--- Begin ---

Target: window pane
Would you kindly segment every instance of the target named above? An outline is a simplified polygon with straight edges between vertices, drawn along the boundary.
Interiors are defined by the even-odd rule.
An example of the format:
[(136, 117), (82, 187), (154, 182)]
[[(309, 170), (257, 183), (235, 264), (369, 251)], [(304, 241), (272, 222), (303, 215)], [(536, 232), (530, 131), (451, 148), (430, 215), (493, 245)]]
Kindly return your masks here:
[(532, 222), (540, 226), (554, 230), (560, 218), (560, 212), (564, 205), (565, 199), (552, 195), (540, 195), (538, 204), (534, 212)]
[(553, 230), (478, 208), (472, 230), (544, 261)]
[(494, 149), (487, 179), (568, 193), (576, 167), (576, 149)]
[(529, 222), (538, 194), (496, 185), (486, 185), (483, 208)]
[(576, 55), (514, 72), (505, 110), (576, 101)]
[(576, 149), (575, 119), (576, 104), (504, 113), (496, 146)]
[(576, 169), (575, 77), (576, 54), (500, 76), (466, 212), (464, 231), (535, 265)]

--- End ---
--- Begin ---

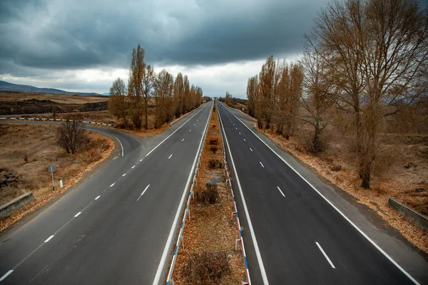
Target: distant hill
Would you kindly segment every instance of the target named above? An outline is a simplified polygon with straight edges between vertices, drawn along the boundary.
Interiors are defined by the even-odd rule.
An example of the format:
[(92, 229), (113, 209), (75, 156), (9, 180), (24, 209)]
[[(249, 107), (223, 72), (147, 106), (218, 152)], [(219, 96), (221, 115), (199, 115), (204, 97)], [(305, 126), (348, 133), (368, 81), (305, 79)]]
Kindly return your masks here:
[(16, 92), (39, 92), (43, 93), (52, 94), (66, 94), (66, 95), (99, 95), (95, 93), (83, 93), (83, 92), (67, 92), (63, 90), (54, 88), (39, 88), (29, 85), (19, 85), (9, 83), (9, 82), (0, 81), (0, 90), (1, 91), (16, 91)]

--- End ---

Set exercise:
Render the lines from the one containing "Target: window pane" through the one containing "215), (493, 245)]]", inclusive, as a JSON list of strings with one string per line and blank lines omitted.

Exercise answer:
[
  "Target: window pane",
  "Would you kindly segment every instance of the target named above? An outline is a simplified polygon with straight edges between vertices, drawn along the boundary.",
  "Interiors are defined by the even-odd rule.",
  "An example of the format:",
  "[(136, 117), (82, 187), (154, 182)]",
  "[[(309, 170), (257, 183), (235, 264), (369, 251)], [(304, 241), (272, 222), (303, 215)], [(536, 232), (530, 131), (451, 148), (430, 215), (493, 245)]]"
]